+++ Given data +++
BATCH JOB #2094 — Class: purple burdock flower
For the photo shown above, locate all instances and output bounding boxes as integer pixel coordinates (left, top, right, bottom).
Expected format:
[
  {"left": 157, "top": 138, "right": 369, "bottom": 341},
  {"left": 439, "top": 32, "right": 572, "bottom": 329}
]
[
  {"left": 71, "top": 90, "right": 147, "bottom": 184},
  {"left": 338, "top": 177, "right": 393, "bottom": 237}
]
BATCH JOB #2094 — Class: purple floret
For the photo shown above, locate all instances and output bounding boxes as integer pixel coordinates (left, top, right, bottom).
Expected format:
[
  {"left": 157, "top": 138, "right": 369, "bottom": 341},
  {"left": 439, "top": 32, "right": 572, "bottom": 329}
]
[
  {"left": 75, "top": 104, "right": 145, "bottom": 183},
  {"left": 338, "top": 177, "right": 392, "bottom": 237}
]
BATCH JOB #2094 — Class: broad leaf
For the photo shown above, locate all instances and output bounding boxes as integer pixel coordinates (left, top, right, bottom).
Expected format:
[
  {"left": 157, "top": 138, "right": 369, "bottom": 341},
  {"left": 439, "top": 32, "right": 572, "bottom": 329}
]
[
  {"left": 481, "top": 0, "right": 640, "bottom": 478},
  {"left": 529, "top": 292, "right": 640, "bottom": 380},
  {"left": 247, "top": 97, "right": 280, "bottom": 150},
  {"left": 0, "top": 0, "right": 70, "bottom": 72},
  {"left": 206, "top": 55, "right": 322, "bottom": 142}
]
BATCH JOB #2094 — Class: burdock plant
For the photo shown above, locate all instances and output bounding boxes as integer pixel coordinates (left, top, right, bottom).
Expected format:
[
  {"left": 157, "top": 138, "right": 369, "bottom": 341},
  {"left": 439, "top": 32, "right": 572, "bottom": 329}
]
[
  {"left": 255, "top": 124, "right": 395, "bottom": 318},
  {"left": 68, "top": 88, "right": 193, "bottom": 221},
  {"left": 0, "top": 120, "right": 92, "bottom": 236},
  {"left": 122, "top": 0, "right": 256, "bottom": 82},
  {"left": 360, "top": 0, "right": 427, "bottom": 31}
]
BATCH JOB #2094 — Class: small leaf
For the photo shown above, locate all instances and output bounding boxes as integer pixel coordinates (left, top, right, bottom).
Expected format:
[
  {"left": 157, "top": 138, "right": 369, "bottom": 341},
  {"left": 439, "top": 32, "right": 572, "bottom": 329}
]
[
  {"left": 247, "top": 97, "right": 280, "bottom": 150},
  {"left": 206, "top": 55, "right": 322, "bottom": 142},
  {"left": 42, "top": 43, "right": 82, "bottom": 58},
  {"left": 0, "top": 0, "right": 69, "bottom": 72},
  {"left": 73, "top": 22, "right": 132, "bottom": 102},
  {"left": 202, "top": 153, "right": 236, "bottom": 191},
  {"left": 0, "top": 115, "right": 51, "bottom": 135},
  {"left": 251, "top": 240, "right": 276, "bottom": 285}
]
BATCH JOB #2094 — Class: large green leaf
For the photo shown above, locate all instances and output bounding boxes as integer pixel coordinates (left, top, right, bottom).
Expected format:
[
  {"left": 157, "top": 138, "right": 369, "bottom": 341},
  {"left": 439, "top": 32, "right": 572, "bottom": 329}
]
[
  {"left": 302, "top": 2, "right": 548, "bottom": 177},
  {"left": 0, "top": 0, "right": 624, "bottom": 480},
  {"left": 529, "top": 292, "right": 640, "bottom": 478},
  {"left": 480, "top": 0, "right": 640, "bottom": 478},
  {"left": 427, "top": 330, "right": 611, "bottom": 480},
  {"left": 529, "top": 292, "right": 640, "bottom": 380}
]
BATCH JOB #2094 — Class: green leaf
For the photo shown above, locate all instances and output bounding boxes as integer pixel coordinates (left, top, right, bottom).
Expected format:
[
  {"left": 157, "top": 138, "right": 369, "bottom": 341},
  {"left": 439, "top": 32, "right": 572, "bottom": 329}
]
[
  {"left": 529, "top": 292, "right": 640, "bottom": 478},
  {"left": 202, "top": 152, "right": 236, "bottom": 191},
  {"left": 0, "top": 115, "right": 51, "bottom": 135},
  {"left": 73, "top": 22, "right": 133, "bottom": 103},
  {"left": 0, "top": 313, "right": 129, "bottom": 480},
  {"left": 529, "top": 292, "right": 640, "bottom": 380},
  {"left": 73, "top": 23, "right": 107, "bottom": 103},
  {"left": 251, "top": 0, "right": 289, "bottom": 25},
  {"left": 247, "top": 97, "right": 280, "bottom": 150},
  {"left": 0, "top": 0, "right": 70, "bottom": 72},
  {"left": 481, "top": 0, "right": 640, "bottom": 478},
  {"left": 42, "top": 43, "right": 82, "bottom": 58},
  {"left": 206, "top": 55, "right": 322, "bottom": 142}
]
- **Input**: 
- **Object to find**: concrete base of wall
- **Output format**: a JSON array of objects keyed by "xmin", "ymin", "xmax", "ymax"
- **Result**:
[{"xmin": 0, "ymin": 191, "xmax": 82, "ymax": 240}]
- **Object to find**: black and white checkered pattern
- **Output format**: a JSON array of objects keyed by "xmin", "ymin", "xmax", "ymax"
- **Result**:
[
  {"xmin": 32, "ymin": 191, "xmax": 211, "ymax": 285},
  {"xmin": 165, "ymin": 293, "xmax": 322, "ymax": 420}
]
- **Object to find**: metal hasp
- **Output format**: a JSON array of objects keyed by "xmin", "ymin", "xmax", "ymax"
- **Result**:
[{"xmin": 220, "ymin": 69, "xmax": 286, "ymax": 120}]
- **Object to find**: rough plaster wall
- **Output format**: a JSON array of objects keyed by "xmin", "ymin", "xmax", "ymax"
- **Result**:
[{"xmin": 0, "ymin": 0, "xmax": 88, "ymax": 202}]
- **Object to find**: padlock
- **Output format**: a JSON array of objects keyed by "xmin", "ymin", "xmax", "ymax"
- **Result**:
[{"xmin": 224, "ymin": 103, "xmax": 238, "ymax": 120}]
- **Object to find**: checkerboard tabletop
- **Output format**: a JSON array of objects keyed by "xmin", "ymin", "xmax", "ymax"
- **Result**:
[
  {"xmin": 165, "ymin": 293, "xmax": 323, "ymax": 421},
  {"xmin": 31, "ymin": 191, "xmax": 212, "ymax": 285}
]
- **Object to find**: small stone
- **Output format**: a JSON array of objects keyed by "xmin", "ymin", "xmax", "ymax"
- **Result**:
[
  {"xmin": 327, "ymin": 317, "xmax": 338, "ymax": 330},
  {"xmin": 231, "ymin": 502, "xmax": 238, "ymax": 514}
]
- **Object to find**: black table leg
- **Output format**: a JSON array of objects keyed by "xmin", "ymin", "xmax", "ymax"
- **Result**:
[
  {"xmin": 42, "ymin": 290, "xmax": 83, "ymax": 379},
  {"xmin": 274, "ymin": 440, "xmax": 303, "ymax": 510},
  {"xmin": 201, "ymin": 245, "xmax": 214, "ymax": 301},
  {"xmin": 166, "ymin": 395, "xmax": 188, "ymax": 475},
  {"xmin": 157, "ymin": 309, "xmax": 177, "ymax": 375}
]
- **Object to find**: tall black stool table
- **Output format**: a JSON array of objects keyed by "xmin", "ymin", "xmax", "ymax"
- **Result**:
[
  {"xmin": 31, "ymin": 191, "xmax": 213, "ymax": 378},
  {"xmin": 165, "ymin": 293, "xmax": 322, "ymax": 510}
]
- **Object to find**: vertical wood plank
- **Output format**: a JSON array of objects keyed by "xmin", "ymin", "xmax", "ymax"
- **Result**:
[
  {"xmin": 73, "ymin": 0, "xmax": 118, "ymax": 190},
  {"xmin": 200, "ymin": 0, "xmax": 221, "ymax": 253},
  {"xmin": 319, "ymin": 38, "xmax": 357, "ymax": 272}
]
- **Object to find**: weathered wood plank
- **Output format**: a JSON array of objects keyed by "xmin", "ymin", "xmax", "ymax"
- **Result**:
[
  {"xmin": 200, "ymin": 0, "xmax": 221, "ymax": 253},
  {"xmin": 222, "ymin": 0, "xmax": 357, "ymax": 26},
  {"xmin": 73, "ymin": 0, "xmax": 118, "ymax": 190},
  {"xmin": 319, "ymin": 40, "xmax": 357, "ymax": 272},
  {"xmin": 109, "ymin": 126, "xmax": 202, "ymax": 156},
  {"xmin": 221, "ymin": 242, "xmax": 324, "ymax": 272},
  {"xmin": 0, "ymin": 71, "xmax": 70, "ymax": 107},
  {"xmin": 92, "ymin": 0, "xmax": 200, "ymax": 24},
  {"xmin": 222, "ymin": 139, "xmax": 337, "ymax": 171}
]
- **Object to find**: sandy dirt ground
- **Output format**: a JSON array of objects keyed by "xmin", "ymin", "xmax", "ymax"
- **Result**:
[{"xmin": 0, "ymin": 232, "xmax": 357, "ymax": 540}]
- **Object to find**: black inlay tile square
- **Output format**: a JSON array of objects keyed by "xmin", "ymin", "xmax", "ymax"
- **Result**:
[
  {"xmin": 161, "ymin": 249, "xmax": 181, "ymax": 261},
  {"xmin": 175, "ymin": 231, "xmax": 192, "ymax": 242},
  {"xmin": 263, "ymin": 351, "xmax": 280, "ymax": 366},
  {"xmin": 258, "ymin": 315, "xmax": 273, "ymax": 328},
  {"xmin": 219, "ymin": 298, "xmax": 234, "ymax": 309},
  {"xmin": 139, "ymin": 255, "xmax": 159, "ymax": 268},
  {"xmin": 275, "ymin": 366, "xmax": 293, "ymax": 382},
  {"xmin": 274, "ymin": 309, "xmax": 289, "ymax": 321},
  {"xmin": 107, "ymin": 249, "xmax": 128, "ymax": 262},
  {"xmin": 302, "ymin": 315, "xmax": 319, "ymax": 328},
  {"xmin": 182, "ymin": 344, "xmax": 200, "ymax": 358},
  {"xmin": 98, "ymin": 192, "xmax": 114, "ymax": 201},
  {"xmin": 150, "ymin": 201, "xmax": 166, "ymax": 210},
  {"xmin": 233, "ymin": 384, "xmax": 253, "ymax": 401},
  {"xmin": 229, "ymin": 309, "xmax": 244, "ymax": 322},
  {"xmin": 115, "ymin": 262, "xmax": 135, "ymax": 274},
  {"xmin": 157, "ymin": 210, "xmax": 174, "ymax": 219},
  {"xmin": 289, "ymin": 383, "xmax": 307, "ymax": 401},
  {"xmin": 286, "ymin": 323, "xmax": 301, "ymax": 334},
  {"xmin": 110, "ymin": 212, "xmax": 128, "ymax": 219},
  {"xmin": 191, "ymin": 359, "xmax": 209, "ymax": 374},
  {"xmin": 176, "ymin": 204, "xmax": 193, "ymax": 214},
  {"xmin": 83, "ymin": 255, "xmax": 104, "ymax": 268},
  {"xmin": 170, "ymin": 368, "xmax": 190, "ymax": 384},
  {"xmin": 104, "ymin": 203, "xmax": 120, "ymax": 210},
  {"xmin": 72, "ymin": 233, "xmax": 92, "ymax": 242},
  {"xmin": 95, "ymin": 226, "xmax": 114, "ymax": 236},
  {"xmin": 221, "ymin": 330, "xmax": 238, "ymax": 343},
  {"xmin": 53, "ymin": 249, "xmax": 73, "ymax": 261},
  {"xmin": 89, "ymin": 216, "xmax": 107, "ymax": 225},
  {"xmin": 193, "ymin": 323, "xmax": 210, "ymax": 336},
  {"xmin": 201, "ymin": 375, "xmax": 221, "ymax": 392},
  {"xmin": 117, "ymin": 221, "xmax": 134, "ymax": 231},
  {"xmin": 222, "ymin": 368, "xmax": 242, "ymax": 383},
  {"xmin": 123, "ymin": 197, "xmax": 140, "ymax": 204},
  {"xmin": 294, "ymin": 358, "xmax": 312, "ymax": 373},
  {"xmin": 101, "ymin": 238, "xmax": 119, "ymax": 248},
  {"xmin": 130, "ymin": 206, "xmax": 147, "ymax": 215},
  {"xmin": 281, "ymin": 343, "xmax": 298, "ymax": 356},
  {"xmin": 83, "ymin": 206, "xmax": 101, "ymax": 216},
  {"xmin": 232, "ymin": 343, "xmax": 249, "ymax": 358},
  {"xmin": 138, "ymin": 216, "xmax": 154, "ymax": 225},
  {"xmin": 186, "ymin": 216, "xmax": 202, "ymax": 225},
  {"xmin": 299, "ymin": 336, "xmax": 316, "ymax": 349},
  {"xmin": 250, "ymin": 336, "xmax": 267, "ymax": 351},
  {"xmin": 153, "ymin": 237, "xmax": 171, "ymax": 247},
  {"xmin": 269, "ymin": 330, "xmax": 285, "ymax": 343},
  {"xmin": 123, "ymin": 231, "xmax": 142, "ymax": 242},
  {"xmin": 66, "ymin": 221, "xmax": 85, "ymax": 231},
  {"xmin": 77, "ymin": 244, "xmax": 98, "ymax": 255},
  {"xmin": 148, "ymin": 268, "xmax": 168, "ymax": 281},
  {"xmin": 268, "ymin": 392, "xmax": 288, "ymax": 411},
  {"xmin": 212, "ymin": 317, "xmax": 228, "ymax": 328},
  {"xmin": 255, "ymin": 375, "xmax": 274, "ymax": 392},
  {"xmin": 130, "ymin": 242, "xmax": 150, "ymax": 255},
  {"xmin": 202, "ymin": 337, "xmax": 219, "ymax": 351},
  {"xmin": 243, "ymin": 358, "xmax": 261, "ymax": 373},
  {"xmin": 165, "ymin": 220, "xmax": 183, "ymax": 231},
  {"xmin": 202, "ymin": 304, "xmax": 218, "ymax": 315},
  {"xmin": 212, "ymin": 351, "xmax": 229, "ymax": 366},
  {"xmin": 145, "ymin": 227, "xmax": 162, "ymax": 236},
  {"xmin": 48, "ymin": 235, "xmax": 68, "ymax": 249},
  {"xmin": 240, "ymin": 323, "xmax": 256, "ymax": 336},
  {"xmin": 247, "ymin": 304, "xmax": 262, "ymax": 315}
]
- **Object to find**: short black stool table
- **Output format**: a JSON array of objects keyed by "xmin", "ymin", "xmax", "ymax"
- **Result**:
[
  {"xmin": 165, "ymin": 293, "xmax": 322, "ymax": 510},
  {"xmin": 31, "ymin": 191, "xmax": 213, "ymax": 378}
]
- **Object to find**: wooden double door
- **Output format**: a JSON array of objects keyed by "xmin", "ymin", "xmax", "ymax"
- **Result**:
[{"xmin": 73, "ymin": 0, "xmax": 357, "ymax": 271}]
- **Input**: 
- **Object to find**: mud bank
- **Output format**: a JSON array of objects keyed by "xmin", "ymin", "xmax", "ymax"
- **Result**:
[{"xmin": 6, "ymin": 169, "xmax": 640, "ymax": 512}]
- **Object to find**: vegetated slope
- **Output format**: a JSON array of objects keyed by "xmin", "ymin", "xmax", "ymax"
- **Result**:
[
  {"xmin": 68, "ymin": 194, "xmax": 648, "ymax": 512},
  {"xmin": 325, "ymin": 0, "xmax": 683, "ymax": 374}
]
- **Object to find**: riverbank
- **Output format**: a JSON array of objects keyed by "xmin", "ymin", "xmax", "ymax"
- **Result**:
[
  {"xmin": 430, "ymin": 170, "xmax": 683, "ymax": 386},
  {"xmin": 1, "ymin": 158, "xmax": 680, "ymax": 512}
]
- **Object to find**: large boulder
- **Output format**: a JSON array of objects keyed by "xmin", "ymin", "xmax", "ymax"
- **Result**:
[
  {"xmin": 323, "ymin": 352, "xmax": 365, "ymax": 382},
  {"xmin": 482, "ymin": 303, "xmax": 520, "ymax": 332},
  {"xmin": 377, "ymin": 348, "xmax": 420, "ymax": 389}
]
+++
* [Goal of the exercise] How many lines in the records above contain the word "stool"? Give only the number.

* [Written response] 2